» **EXERCISE GOAL**:
The listing below is to be written out word for word, minus its images.

» **INPUT MATERIAL**:
--------------------
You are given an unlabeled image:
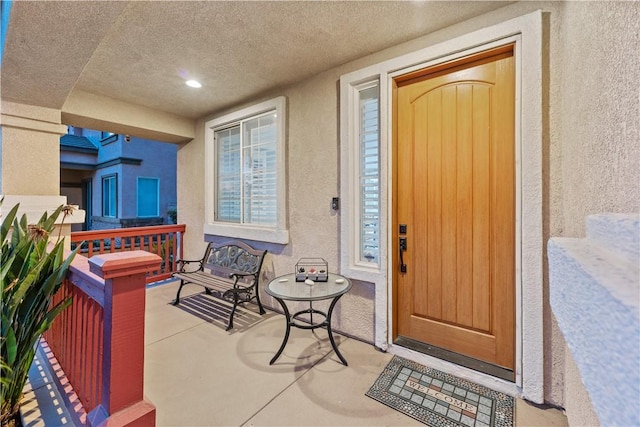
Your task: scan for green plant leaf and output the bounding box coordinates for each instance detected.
[10,254,45,308]
[18,213,27,234]
[42,205,63,230]
[0,203,19,245]
[1,203,80,421]
[1,253,18,291]
[0,358,13,386]
[35,297,72,336]
[4,327,17,365]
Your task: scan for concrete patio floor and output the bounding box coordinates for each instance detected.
[144,281,568,427]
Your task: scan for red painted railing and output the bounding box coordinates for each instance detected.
[44,251,161,426]
[70,224,186,283]
[45,269,103,418]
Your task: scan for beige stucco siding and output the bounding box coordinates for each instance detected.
[178,0,639,410]
[1,102,67,195]
[557,1,640,237]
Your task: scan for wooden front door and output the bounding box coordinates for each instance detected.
[393,45,516,373]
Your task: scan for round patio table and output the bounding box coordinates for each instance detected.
[265,273,352,366]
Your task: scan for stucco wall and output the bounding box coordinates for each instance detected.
[1,102,67,195]
[63,90,194,144]
[549,213,639,426]
[186,69,378,342]
[176,123,206,256]
[557,1,640,236]
[548,1,640,407]
[564,348,600,426]
[177,0,640,409]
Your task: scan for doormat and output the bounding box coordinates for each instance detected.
[365,356,514,427]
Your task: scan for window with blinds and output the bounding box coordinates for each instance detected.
[205,96,288,244]
[359,86,380,264]
[214,112,277,227]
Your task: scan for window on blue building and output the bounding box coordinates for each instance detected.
[100,131,118,144]
[137,177,159,217]
[102,174,117,217]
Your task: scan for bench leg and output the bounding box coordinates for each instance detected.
[226,292,238,331]
[254,286,266,315]
[173,280,186,305]
[225,289,254,331]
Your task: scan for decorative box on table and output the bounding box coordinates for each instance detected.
[295,258,328,282]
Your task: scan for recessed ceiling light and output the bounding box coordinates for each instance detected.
[186,79,202,88]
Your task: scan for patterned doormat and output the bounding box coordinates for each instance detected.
--------------------
» **ANSWER FOR THE TASK**:
You are given an unlabeled image:
Your task: scan for green plant leaf and output the bounding box coordinates for each instance detected.
[10,254,45,308]
[18,213,27,234]
[42,205,63,230]
[0,203,19,245]
[1,203,80,421]
[1,253,18,291]
[0,358,13,386]
[35,297,72,336]
[4,327,17,365]
Your task: scan for concrete patio floor and output the bounding box coordinates for each instance detected.
[144,281,568,427]
Your task: scan for red painted railing and output the bounding box coordinates for each instance detected.
[44,251,161,426]
[70,224,186,283]
[45,269,103,418]
Your task: scan for beige stucco siding and output the bounding box coordinates for each instance detected.
[178,0,639,410]
[1,102,67,195]
[557,1,640,237]
Your task: scan for wooden front door and output the bounding box coordinates for each instance detected.
[393,45,516,373]
Your task: scan for round patio table and output the bounding box coordinates for each instance detected.
[265,273,352,366]
Your task: scan for stucco wall and output the bounding box coordinates for each instance detected.
[1,102,67,195]
[63,90,194,144]
[549,213,639,426]
[186,69,378,342]
[176,123,206,256]
[557,1,640,236]
[548,1,640,407]
[564,348,600,426]
[177,0,640,409]
Your task: scan for doormat and output the bounding box coordinates for each instance detected.
[365,356,514,427]
Your task: scan for window with blinds and output the bounding box coordinates for each instance detected.
[205,96,288,244]
[359,86,380,264]
[214,112,277,227]
Your task: scan for window on blue building and output the bounding box coordinates for each instance detected.
[100,131,118,144]
[137,177,159,217]
[102,174,117,217]
Your task: scan for bench leg and output the bounding box coordinates for each instance detected.
[226,292,238,331]
[254,286,266,315]
[173,280,186,305]
[225,289,254,331]
Your task: scan for decorative box on table and output the bounding box coordinates for each instance detected.
[295,258,328,282]
Your task: scan for recessed ceiling light and output the bounding box coordinates for each instance detected.
[186,79,202,88]
Your task: scan for patterned doormat and output the bounding box coordinates for each instance detected.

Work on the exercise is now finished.